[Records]
-- -- --

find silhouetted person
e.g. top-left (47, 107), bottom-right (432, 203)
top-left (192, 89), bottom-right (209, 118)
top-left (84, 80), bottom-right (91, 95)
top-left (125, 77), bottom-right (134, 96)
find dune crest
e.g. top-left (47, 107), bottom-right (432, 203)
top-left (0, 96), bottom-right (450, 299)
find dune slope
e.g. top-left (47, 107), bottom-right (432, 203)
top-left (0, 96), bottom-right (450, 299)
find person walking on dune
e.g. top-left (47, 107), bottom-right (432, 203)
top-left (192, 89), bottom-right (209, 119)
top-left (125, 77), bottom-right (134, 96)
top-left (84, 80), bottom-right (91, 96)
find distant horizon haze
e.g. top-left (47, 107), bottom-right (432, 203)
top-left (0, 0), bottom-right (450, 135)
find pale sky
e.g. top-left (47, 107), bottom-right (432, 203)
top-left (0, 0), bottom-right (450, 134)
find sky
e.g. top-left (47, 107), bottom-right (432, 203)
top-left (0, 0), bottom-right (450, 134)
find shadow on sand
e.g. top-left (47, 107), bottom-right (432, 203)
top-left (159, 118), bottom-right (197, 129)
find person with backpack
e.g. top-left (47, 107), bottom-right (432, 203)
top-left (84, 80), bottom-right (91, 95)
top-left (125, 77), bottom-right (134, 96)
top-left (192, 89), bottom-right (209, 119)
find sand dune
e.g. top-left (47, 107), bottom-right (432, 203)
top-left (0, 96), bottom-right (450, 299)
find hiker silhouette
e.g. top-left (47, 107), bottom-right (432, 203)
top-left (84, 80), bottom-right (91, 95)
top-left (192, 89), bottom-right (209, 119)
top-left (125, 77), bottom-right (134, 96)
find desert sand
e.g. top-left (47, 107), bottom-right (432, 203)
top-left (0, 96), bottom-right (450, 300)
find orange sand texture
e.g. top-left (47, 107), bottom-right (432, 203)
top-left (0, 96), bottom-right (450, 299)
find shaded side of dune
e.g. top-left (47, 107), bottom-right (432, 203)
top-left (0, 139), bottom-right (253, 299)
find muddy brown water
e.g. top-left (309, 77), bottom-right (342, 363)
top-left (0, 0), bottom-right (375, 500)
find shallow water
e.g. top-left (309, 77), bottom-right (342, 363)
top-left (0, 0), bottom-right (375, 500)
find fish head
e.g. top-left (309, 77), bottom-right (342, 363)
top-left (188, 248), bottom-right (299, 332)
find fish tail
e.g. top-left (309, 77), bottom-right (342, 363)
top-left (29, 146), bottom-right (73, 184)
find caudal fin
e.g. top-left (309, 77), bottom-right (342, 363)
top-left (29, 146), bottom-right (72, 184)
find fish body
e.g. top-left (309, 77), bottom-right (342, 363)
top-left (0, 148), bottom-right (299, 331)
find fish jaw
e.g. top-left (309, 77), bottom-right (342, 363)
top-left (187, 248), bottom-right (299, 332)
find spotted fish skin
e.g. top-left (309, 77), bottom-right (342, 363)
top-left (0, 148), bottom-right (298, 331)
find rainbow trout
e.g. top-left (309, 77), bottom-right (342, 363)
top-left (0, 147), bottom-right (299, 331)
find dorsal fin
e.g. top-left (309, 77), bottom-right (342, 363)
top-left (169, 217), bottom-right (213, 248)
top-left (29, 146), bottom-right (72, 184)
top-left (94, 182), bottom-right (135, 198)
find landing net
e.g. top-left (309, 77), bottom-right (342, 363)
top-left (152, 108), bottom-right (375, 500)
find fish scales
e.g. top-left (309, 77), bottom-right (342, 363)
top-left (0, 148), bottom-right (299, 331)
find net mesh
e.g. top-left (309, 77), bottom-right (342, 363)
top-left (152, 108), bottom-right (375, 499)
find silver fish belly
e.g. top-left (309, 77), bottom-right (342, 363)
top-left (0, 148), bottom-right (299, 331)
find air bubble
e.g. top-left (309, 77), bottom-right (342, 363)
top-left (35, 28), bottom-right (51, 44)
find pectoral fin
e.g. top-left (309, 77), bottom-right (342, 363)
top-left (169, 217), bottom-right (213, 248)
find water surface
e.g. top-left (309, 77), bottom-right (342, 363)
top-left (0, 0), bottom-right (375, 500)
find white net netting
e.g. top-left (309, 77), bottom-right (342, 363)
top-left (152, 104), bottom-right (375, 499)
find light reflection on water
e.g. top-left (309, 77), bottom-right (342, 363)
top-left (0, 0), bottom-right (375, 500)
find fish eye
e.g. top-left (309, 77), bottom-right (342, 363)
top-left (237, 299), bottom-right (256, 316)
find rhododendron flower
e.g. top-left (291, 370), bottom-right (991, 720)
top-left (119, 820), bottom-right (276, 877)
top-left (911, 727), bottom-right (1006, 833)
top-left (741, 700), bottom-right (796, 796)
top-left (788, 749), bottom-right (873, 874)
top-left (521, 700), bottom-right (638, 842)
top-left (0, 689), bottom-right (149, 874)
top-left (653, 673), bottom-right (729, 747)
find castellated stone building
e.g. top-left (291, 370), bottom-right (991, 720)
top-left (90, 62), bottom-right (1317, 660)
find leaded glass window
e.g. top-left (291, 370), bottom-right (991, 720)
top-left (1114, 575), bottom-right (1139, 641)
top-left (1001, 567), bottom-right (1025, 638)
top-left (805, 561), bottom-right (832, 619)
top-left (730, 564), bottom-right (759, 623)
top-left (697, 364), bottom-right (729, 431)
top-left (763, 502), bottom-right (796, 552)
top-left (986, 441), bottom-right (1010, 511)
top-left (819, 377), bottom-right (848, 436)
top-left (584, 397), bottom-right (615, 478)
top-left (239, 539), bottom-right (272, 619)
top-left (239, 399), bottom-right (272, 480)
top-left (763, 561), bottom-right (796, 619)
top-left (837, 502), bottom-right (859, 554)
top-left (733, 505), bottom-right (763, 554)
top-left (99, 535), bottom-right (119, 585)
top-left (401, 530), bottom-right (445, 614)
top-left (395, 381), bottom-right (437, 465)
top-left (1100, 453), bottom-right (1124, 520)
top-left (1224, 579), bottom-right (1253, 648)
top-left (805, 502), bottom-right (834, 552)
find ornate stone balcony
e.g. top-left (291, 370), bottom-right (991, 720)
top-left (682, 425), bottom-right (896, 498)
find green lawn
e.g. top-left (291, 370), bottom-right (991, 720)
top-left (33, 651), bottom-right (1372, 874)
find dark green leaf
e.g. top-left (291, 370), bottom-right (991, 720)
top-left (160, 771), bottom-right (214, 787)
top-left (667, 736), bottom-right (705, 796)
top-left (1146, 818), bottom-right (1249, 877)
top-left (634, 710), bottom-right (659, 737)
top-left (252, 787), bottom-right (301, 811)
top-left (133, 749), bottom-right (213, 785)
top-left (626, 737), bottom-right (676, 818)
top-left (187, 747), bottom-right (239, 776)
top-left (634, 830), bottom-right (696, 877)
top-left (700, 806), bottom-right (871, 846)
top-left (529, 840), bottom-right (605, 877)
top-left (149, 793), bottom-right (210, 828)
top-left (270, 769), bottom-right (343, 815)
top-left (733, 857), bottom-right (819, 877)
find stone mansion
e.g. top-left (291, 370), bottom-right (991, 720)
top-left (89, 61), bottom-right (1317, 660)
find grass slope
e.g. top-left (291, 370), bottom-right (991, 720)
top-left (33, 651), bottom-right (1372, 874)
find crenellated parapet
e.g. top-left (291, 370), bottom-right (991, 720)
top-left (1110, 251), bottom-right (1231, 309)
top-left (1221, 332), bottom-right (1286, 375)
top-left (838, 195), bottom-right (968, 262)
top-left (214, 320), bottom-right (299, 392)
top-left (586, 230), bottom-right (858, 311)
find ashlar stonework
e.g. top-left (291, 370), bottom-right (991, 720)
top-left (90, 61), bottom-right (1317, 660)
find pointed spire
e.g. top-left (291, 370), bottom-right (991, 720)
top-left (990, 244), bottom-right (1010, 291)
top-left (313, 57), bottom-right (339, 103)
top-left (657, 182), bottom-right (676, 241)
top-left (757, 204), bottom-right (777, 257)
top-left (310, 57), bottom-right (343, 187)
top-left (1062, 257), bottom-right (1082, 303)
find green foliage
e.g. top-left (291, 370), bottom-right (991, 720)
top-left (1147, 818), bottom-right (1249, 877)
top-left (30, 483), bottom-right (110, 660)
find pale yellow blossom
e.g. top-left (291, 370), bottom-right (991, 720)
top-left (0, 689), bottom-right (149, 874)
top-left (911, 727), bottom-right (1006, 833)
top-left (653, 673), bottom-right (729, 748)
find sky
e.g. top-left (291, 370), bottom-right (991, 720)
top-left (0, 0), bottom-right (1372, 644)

-- -- --

### What the task asks
Please put the lines running from the start of the entries through the line containing "top-left (159, 118), bottom-right (197, 129)" into a JSON list of strings, one string per line, with blank lines left out.

### Solved exercise
[
  "find silhouetted person",
  "e.g. top-left (47, 107), bottom-right (432, 203)",
  "top-left (192, 89), bottom-right (209, 118)",
  "top-left (84, 80), bottom-right (91, 95)",
  "top-left (125, 77), bottom-right (134, 96)",
  "find dune crest",
  "e.g. top-left (47, 107), bottom-right (432, 203)",
  "top-left (0, 96), bottom-right (450, 299)",
  "find dune slope",
  "e.g. top-left (47, 107), bottom-right (432, 203)",
  "top-left (0, 96), bottom-right (450, 299)",
  "find person walking on dune",
  "e.g. top-left (47, 107), bottom-right (432, 203)",
  "top-left (192, 89), bottom-right (209, 119)",
  "top-left (125, 77), bottom-right (134, 96)",
  "top-left (84, 80), bottom-right (91, 96)",
  "find distant horizon haze",
  "e.g. top-left (47, 107), bottom-right (432, 203)",
  "top-left (0, 0), bottom-right (450, 135)",
  "find pale sky",
  "e.g. top-left (47, 107), bottom-right (432, 203)",
  "top-left (0, 0), bottom-right (450, 134)",
  "find sky",
  "e.g. top-left (47, 107), bottom-right (432, 203)",
  "top-left (0, 0), bottom-right (450, 134)",
  "find shadow on sand",
  "e.g. top-left (47, 107), bottom-right (432, 203)",
  "top-left (159, 118), bottom-right (197, 129)"
]